Please retype, character for character, the portion of the entries below that runs from the line containing "Please locate the wet" to the last line.

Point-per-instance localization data
[Start of section]

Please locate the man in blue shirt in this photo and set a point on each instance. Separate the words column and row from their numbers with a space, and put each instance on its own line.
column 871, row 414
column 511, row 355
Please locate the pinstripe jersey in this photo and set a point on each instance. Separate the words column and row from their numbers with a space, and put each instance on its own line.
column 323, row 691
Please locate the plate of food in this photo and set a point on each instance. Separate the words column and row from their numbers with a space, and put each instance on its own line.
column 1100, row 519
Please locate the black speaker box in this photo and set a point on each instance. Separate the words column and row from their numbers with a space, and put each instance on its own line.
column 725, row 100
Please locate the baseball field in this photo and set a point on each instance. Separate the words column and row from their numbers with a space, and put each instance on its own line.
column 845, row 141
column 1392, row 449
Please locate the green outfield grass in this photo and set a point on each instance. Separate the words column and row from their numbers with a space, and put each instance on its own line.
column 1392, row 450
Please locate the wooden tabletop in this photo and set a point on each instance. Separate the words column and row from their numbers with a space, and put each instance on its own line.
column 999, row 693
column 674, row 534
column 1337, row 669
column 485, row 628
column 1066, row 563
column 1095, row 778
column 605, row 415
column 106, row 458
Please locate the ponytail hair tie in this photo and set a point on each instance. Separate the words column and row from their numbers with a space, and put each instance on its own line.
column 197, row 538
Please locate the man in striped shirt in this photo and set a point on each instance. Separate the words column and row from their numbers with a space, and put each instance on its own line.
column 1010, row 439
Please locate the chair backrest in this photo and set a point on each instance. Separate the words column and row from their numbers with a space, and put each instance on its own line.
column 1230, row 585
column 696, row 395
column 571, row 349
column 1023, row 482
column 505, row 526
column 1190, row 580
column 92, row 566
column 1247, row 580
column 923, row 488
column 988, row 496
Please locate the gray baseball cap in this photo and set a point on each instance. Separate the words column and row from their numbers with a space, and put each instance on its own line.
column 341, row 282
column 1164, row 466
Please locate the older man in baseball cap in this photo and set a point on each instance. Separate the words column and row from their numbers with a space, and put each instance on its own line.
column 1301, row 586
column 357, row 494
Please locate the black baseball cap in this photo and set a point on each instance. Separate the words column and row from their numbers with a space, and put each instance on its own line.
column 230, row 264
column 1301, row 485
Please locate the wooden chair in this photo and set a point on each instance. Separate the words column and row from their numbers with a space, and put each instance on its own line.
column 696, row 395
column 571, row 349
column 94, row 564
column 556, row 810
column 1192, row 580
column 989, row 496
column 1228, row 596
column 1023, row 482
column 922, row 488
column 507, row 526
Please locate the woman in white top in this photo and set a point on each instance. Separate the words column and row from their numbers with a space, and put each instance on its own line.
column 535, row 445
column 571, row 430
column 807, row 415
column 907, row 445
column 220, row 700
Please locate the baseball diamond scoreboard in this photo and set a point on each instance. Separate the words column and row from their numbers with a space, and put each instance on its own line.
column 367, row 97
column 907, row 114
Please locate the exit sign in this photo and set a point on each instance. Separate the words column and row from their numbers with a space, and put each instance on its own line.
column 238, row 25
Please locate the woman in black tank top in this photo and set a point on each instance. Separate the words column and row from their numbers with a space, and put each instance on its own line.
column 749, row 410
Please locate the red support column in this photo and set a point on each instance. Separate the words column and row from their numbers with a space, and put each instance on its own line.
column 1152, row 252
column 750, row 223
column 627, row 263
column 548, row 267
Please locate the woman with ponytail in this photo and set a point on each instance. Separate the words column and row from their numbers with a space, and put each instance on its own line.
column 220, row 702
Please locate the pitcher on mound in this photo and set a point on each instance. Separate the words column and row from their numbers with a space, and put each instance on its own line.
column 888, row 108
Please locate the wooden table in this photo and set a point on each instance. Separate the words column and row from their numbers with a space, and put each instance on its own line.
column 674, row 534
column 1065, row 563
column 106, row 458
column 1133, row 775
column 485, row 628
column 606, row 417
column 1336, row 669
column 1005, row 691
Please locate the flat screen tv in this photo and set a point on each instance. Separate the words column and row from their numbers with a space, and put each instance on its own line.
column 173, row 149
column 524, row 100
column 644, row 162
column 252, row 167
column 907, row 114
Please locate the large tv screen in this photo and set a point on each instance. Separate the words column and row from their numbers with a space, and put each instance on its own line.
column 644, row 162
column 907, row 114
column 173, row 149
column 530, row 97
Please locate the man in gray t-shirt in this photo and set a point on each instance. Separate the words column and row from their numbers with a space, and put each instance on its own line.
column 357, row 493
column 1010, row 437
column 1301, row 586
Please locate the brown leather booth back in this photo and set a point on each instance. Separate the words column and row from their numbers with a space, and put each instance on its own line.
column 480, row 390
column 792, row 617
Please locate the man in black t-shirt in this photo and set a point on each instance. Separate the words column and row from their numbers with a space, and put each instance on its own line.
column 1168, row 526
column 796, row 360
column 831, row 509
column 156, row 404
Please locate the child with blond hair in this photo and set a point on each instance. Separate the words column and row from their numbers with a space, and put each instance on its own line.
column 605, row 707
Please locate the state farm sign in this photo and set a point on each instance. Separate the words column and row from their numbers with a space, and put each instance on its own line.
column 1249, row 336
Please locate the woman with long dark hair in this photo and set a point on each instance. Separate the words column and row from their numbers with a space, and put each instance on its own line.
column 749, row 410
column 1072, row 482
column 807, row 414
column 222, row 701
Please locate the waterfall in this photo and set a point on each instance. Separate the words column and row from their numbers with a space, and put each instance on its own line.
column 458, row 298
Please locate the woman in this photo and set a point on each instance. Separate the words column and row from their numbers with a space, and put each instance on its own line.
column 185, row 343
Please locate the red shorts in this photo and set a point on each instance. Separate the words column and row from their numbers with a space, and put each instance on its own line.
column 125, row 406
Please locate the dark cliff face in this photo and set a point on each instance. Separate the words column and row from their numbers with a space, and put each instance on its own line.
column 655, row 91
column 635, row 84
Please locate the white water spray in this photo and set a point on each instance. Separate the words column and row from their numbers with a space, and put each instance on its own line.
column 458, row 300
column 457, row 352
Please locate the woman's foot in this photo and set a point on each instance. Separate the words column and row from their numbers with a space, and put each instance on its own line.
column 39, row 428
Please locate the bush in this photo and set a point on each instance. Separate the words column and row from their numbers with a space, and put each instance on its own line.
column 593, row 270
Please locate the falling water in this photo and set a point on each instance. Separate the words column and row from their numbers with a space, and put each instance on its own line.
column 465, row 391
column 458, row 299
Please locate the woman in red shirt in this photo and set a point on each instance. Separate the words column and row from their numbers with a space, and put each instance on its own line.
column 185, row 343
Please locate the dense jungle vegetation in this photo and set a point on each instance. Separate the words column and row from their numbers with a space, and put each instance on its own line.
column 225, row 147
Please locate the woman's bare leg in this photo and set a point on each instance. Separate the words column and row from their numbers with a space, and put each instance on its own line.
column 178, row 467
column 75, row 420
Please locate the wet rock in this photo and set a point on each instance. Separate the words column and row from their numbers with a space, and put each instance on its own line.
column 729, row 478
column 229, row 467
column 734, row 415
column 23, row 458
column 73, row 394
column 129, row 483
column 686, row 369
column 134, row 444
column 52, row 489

[End of section]

EXPECTED OUTPUT ::
Please locate the wet rock in this photo and set a point on each instance. Separate the words column and row from their numbers with a space, and put each instance on its own line.
column 729, row 478
column 229, row 467
column 734, row 415
column 23, row 458
column 73, row 394
column 129, row 483
column 686, row 369
column 134, row 444
column 52, row 489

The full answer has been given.